§ **Task to carry out**
Restate the data below word for word, leaving nothing out.

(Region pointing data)

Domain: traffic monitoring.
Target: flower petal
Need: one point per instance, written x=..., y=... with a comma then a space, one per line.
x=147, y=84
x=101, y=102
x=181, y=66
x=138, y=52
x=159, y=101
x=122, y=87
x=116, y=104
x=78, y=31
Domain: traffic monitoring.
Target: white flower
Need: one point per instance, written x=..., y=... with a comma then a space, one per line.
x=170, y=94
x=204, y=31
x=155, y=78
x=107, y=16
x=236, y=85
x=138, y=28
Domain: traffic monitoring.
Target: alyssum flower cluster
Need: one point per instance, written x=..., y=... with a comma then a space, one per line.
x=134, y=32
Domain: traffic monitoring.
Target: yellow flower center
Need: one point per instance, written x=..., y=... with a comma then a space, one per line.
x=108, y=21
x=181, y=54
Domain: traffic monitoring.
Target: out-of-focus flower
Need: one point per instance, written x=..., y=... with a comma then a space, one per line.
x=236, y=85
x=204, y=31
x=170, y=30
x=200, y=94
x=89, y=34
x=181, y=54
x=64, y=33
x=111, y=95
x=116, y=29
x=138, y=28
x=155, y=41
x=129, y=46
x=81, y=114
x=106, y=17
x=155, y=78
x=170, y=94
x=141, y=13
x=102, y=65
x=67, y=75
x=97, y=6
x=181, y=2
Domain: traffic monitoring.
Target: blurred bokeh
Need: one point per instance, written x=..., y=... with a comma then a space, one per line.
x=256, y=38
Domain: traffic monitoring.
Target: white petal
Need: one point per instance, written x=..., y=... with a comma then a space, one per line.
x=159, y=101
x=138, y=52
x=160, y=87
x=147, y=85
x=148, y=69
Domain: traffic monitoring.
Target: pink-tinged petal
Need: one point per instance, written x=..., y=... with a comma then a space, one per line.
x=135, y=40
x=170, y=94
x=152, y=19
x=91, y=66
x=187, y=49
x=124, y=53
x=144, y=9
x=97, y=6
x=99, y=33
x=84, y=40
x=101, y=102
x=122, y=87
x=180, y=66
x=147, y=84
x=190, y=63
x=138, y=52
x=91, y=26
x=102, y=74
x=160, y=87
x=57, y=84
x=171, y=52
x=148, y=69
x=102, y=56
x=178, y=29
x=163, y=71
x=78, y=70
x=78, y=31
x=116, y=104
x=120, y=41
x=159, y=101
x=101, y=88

§ **Answer box**
Domain: traffic monitoring.
Target: flower petal
Need: one point per instance, written x=..., y=... with a comma then a space, one per line.
x=147, y=84
x=101, y=102
x=181, y=66
x=138, y=52
x=159, y=101
x=122, y=87
x=116, y=104
x=78, y=31
Domain: traffic monitoring.
Target: white flower
Need: one point per instance, written x=..., y=... with a comma then a space, one per line.
x=170, y=94
x=204, y=31
x=155, y=78
x=107, y=16
x=236, y=85
x=138, y=28
Domain: traffic monitoring.
Target: alyssum flower cluster
Need: one point per instance, written x=..., y=... with a comma then a space, one per line.
x=134, y=32
Domain: traffic monitoring.
Target: yellow flower center
Need: one point per instance, written x=..., y=... with a comma then a space, one per line.
x=108, y=21
x=181, y=54
Domain: traffic monitoring.
Target: out-of-focus flower
Need: one point per instance, written x=..., y=... with a comma then a space, one per line.
x=236, y=85
x=204, y=31
x=170, y=30
x=200, y=94
x=89, y=34
x=181, y=54
x=64, y=33
x=111, y=95
x=116, y=29
x=138, y=28
x=155, y=41
x=129, y=46
x=81, y=114
x=106, y=17
x=155, y=78
x=170, y=94
x=141, y=13
x=102, y=65
x=67, y=75
x=97, y=6
x=181, y=2
Domain: traffic monitoring.
Target: blurred bokeh
Need: one point per instance, written x=..., y=... with a comma then a space, one per line.
x=256, y=38
Domain: traffic monitoring.
Target: white petal
Need: one point per instance, written x=..., y=... with a comma then a space, one per line.
x=159, y=101
x=138, y=52
x=160, y=87
x=147, y=85
x=148, y=69
Domain: traffic monitoring.
Target: pink-tinged petal
Need: one point per instance, written x=..., y=... with a comma then a space, one per line.
x=135, y=40
x=170, y=94
x=152, y=19
x=91, y=66
x=187, y=49
x=124, y=53
x=144, y=9
x=97, y=6
x=99, y=33
x=84, y=40
x=101, y=102
x=122, y=87
x=180, y=66
x=147, y=84
x=190, y=63
x=138, y=52
x=91, y=26
x=102, y=74
x=160, y=87
x=57, y=84
x=171, y=52
x=148, y=69
x=102, y=56
x=178, y=29
x=163, y=71
x=78, y=70
x=78, y=31
x=116, y=104
x=120, y=41
x=159, y=101
x=101, y=88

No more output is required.